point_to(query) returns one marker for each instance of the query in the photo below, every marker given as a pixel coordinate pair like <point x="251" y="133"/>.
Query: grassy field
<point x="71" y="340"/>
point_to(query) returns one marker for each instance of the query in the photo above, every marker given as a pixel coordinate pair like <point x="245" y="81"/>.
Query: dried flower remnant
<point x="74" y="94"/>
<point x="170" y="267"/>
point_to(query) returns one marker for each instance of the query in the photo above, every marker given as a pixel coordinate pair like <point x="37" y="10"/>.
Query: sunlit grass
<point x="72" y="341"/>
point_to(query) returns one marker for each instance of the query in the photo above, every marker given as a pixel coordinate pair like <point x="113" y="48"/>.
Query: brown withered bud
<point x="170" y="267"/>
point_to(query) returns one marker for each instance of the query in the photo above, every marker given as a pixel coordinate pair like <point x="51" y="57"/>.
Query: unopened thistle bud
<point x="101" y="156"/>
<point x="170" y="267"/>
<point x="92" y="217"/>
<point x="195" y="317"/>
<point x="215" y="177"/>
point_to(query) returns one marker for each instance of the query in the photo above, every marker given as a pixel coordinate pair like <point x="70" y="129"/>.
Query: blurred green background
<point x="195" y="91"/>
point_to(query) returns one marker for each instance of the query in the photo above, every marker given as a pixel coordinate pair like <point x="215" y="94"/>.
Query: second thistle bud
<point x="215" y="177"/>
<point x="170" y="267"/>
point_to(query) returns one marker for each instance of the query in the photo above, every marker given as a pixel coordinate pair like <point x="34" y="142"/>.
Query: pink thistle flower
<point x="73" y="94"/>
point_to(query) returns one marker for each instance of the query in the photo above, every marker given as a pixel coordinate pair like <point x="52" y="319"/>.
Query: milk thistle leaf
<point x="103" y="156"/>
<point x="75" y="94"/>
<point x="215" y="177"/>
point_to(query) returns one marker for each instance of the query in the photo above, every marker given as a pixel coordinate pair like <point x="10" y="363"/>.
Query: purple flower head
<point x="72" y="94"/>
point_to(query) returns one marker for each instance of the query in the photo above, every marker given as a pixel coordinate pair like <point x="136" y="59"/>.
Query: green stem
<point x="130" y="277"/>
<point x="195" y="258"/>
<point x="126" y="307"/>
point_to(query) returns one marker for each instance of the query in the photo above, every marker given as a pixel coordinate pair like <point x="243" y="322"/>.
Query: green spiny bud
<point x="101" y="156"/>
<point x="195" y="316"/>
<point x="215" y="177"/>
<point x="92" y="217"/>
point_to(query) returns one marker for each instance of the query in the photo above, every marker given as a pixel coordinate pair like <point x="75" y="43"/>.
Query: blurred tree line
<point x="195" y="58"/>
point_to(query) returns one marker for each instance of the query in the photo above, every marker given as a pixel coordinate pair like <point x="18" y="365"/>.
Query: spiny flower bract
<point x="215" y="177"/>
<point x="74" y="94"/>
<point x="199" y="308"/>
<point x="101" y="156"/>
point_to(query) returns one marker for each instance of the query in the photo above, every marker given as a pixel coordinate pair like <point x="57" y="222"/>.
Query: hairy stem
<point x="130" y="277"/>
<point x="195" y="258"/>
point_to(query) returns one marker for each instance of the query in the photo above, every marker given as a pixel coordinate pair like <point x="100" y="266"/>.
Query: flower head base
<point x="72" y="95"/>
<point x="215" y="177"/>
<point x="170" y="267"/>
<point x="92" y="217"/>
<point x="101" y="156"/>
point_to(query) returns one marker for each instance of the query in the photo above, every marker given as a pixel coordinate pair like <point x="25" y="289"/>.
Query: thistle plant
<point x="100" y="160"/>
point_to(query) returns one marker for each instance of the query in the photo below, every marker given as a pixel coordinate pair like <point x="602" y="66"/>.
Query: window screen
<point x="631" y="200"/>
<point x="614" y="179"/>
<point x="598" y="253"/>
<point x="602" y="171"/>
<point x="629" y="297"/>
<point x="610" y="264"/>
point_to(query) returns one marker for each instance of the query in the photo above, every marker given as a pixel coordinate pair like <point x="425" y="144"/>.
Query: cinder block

┄┄┄┄┄┄┄┄┄┄

*Problem requirements:*
Extract the data exactly as given.

*Complete answer:*
point_to(query) returns one marker for each instance of the query in the photo below, every marker given as a pixel coordinate pair like <point x="251" y="133"/>.
Query: grassy field
<point x="71" y="340"/>
point_to(query) returns one marker for each instance of the query in the photo above, every marker given as a pixel coordinate pair like <point x="245" y="81"/>.
Query: dried flower remnant
<point x="74" y="94"/>
<point x="170" y="267"/>
point_to(query) returns one marker for each instance of the query in the photo above, every marker given as a pixel coordinate pair like <point x="37" y="10"/>.
Query: sunlit grass
<point x="72" y="341"/>
point_to(query) returns one marker for each instance of the query in the photo above, every marker given as a pixel coordinate pair like <point x="113" y="48"/>.
Query: brown withered bud
<point x="170" y="267"/>
point_to(query) returns one marker for each instance of the query in the photo above, every marker given as a pixel coordinate pair like <point x="51" y="57"/>.
Query: unopened thistle bud
<point x="101" y="156"/>
<point x="170" y="267"/>
<point x="92" y="217"/>
<point x="195" y="317"/>
<point x="215" y="177"/>
point_to(query) returns one marker for each instance of the query in the photo above, every marker given as a pixel coordinate pair like <point x="70" y="129"/>.
Query: blurred green background
<point x="195" y="91"/>
point_to(query) returns one marker for each instance of the query in the photo above, every marker given as a pixel coordinate pair like <point x="215" y="94"/>.
Query: second thistle bud
<point x="215" y="177"/>
<point x="170" y="267"/>
point_to(query) returns one marker for each instance of the query in the photo above, every marker given as a pixel coordinate pair like <point x="34" y="142"/>.
Query: pink thistle flower
<point x="73" y="94"/>
point_to(query) returns one marker for each instance of the query in the photo above, every marker given as a pixel coordinate pair like <point x="52" y="319"/>.
Query: milk thistle leaf
<point x="103" y="156"/>
<point x="75" y="94"/>
<point x="215" y="177"/>
point_to(query) returns one marker for each instance of the query in the photo above, every marker given as a pixel coordinate pair like <point x="10" y="363"/>.
Query: purple flower head
<point x="72" y="94"/>
point_to(query) returns one marker for each instance of the query in the photo above, every marker given as a pixel coordinate pair like <point x="136" y="59"/>.
Query: green stem
<point x="130" y="277"/>
<point x="195" y="258"/>
<point x="126" y="307"/>
point_to(query) returns one marker for each instance of the query in the photo above, every marker given as a pixel coordinate pair like <point x="243" y="322"/>.
Query: green spiny bud
<point x="101" y="156"/>
<point x="195" y="316"/>
<point x="215" y="177"/>
<point x="92" y="217"/>
point_to(query) returns one marker for each instance of the query in the photo above, every marker given as a pixel coordinate pair like <point x="75" y="43"/>.
Query: blurred tree line
<point x="195" y="58"/>
point_to(query) returns one marker for each instance of the query in the photo above, every marker given as a pixel coordinate pair like <point x="18" y="365"/>.
Query: spiny flower bract
<point x="215" y="177"/>
<point x="74" y="94"/>
<point x="199" y="308"/>
<point x="101" y="156"/>
point_to(query) returns one marker for each instance of the query in the photo above, every marker given as a pixel coordinate pair like <point x="57" y="222"/>.
Query: hairy stem
<point x="130" y="277"/>
<point x="195" y="258"/>
point_to(query) returns one marker for each instance of the query in the photo above, every marker given as a pixel coordinate pair like <point x="100" y="266"/>.
Query: flower head base
<point x="72" y="95"/>
<point x="215" y="177"/>
<point x="170" y="267"/>
<point x="92" y="217"/>
<point x="101" y="156"/>
point_to(query) returns one marker for each instance of the query in the photo above, every marker given as a pixel coordinate pair like <point x="25" y="289"/>.
Query: thistle plant
<point x="100" y="160"/>
point_to(query) returns one marker for each instance of the query in the photo below, every marker given as a pixel coordinate pair like <point x="602" y="66"/>.
Query: window screen
<point x="631" y="200"/>
<point x="614" y="179"/>
<point x="598" y="253"/>
<point x="602" y="171"/>
<point x="629" y="297"/>
<point x="610" y="264"/>
point_to(query) returns one marker for each instance of the query in the photo above, every marker given as a pixel coordinate pair like <point x="425" y="144"/>.
Query: cinder block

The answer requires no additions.